» Aim of the exercise: First find the line containing "of the dark" in the data, then set it down exactly along with every line after it, through the last.

+++++

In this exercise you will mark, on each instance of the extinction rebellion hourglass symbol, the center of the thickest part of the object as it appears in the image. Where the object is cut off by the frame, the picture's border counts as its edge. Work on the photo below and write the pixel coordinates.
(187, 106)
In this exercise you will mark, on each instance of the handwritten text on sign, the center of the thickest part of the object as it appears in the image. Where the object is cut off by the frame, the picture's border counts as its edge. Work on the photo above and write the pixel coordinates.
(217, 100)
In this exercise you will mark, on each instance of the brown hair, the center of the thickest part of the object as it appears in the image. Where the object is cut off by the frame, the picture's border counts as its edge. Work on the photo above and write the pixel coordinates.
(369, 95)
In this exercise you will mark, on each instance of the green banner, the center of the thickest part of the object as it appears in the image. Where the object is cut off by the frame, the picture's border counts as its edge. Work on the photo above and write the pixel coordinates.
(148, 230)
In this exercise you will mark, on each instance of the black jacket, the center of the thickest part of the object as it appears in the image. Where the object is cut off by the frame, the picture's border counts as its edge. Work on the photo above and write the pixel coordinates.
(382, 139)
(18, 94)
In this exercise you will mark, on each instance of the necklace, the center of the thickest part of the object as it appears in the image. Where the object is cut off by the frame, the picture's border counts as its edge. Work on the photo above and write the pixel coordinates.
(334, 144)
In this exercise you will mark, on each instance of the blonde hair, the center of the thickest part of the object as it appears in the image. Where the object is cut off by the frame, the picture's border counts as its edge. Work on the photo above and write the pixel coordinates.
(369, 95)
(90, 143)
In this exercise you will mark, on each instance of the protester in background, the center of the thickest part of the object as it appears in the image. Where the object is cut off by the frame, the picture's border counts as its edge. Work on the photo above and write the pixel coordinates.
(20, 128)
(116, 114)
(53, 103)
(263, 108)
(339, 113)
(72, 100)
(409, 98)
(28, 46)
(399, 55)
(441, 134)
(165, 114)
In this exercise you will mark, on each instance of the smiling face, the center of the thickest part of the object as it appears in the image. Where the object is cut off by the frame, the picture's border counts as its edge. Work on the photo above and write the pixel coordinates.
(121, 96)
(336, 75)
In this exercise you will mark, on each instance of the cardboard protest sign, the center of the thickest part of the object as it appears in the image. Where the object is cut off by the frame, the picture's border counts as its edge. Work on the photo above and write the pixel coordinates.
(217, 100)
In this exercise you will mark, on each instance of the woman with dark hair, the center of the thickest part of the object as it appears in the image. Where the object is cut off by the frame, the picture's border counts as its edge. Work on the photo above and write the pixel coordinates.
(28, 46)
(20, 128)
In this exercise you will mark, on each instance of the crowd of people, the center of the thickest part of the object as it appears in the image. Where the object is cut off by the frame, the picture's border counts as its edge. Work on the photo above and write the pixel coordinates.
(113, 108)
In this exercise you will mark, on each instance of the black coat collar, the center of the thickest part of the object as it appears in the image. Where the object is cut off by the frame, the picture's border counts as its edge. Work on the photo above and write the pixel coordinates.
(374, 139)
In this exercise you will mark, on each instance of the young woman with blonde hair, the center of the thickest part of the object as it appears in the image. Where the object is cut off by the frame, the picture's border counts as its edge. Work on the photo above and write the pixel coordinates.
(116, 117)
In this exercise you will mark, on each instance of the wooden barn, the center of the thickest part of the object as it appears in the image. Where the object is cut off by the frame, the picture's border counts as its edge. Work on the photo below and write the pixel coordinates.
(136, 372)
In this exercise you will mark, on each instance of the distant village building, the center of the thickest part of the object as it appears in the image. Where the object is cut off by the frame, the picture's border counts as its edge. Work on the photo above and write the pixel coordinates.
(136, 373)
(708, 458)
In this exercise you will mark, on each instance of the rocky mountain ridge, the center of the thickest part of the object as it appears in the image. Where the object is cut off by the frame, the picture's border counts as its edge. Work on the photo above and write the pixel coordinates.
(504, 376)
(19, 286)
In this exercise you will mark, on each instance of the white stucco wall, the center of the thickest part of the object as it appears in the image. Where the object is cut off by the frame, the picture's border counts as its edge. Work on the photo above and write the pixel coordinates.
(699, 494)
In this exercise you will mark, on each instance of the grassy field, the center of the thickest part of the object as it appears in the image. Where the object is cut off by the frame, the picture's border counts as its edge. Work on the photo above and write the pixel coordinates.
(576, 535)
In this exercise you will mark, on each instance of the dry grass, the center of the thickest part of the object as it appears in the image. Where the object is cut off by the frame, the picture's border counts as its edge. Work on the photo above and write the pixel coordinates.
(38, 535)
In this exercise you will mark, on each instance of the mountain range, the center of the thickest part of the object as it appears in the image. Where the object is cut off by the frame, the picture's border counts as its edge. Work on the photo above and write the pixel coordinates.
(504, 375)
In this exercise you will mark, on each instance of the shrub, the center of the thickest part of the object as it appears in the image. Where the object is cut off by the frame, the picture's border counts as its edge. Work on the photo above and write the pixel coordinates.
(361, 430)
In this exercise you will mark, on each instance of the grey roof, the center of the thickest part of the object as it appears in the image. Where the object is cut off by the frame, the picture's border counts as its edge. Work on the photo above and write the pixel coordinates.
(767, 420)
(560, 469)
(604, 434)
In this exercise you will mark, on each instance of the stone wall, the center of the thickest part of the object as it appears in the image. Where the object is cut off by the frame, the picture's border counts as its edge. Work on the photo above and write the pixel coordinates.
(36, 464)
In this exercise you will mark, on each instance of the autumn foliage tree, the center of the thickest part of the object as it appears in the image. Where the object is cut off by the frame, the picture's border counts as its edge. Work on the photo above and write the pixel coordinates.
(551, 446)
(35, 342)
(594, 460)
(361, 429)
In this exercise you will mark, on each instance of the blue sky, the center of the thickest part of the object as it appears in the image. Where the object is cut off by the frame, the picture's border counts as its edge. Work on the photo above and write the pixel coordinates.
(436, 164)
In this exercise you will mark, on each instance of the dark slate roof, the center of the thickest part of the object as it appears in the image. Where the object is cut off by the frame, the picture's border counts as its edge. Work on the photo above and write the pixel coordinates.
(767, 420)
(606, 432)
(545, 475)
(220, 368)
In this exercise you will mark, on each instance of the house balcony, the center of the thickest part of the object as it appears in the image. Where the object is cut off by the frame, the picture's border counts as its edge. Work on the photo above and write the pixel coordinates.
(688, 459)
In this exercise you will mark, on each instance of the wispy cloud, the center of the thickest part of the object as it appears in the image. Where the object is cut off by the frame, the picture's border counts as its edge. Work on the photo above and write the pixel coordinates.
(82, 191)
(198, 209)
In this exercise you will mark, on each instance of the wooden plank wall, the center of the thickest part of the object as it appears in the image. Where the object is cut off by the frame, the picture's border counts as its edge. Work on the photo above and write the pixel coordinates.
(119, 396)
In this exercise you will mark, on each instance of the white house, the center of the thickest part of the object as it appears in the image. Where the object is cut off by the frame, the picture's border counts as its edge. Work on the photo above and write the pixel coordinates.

+++++

» Problem solution:
In this exercise you will mark, on each instance of the dark slate roof, the center of the thickest part of the object as it appears in the image. Where the object is cut off by the frame, the picture's border counts as its edge. Work on the photo above and write the pixel coordinates.
(767, 420)
(606, 432)
(545, 475)
(220, 368)
In this exercise you will mark, on each instance of the house balcony, the center of the thickest part of the object as it appears in the image. Where the object is cut off by the frame, the picture's border counts as its edge. Work on the photo above and write the pixel coordinates.
(688, 459)
In this exercise you will mark, on each instance of the wispy cloud, the center of the thickest part of the object as it appears in the image. Where the object is cut off by the frame, the picture's border counts as its edge. Work on the photo above and write the pixel coordinates.
(82, 191)
(198, 209)
In this exercise you will mark, on each instance of the wooden plank wall, the center of the thickest part of the object as it appears in the image. Where the object is cut off by the frame, the picture's border counts as its edge. Work on the photo above and write the pixel coordinates.
(119, 396)
In this exercise you will mark, on each instance of the white house, the center of the thickest part of the object as it appears in the image. Where the object is cut off by the frame, the picture's border counts as its edge. Work on the photo above and write the pixel coordinates.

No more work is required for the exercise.